EXCERPT -

# Insurance on a 22yrs 3NCB?



## scw02102 (Mar 14, 2006)

I'm looking to get a GTR R33 in the next few months

Insurance is a joke but its my dream car

Currently got a Civic Type R paying £1000 but Skyline 3 groups higher but insure seems very expensive

Any companies good for young drivers? What do i expect to pay?

Are V-Spec for expensive 2 insure than std GTR?

22yrs
3NCB
held licence 5yrs 
0 points 
0 claims

Thanks


----------



## markieboi (Feb 14, 2006)

All Skyline's are the same insurance group (less th 400R and probably now the Z tune). I've had Skyline's since i was 21 and then i was paying £2100, i'm now 25 and paying £1200 with Elephant, They're cheap enough as long as you can afford to pay in 1 lump sum, as they won't provide an option to pay over 10 or 12 month's.

Hope this help's,

Mark


----------



## scw02102 (Mar 14, 2006)

yeah i have the money up front to pay it off

who was u with at 21yrs?


----------



## NISMO-GTR (Jan 28, 2006)

try A-plan, they seem to be the nuts at low prmiums on skylines at the mo', im paying under £800 fully comp - 27, 5 yrs NCB:smokin:


----------



## murano3 (Mar 23, 2005)

Yeh A-plan - R32 GTR - 33 years, max ncb, insured ready for stage 1 (not done yet) £610 fully comp. 

Best bit, you can pay by 3 post dated cheques without paying any extra.

TASKS TO CARRY OUT -
a. Render this sentence from the Skyline insurance thread in Spanish: "Best bit, you can pay by 3 post dated cheques without paying any extra."
b. Reproduce word for word the part of the Skyline insurance thread starting at "Yeh A-plan - R32" and ending at "paying any extra.".
c. Extend the Skyline insurance thread with what would come next after its last post.

DATA SEGMENT -
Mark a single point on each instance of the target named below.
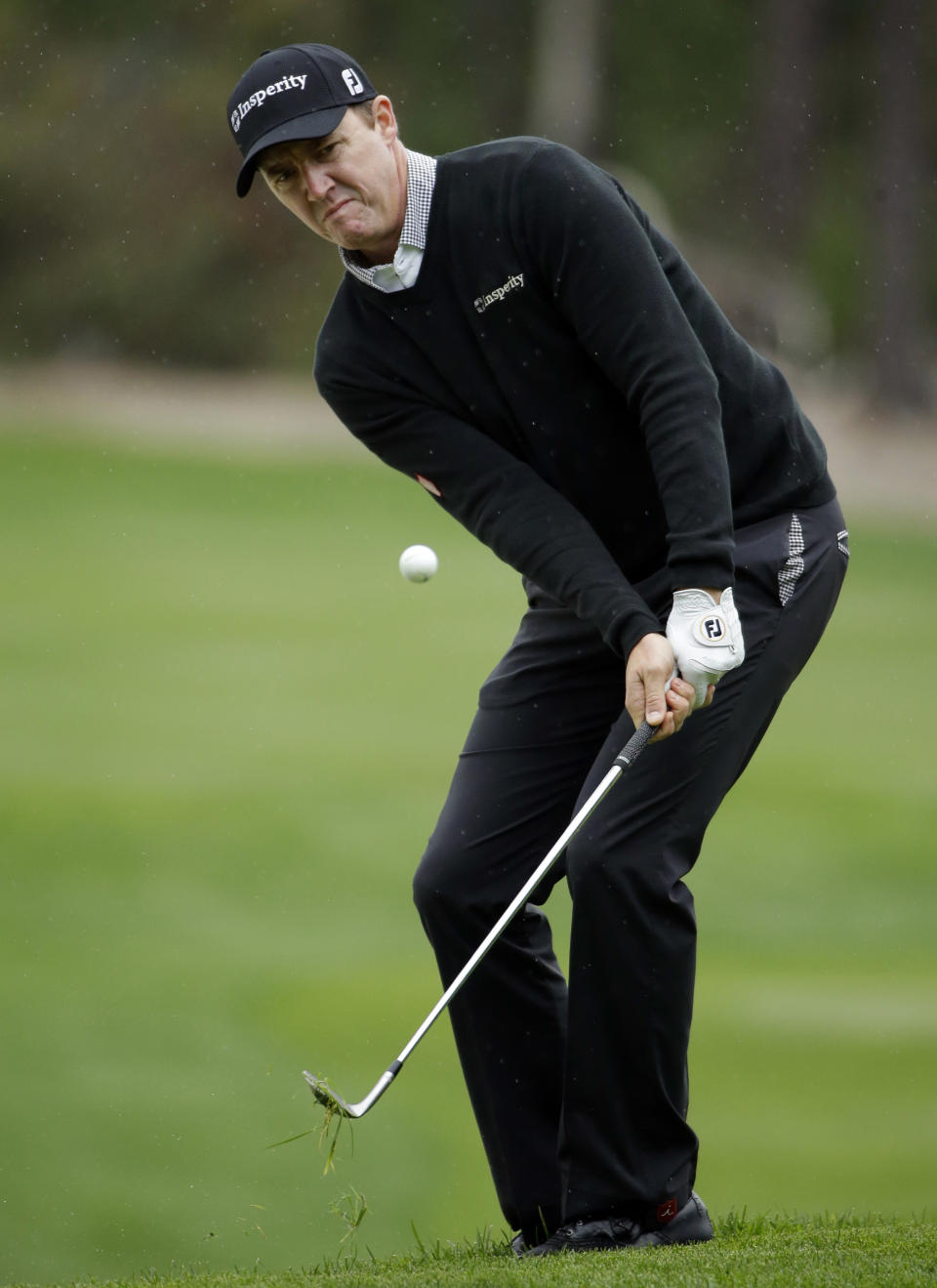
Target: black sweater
(564, 386)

ANSWERS TO THE EXERCISE -
a. Lo mejor es que puedes pagar con 3 cheques posdatados sin pagar nada extra.

b.
Yeh A-plan - R32 GTR - 33 years, max ncb, insured ready for stage 1 (not done yet) £610 fully comp. 

Best bit, you can pay by 3 post dated cheques without paying any extra.

c.
Apparently if you have more than 1 car that needs insuring you can get a deal on both.

Phone number 0845 0711234


----------



## markieboi (Feb 14, 2006)

I was with privilege then, but i think they've stoped insuring import's nowadays. Personally i could'nt beat Elephant. By the way i only have 1 years NCB, comming up 2 soon.


----------



## scw02102 (Mar 14, 2006)

A Plan seem to be good as they allow mods

will have to give them a call


----------



## DauntingGecko (Mar 12, 2005)

Expect to pay a lot. I say go for it - only live once, so long as your sensible with it.  

My best guess would be between £2000 - £2500. However, not sure where you live, etc though.

Goodbye wage!


----------



## scw02102 (Mar 14, 2006)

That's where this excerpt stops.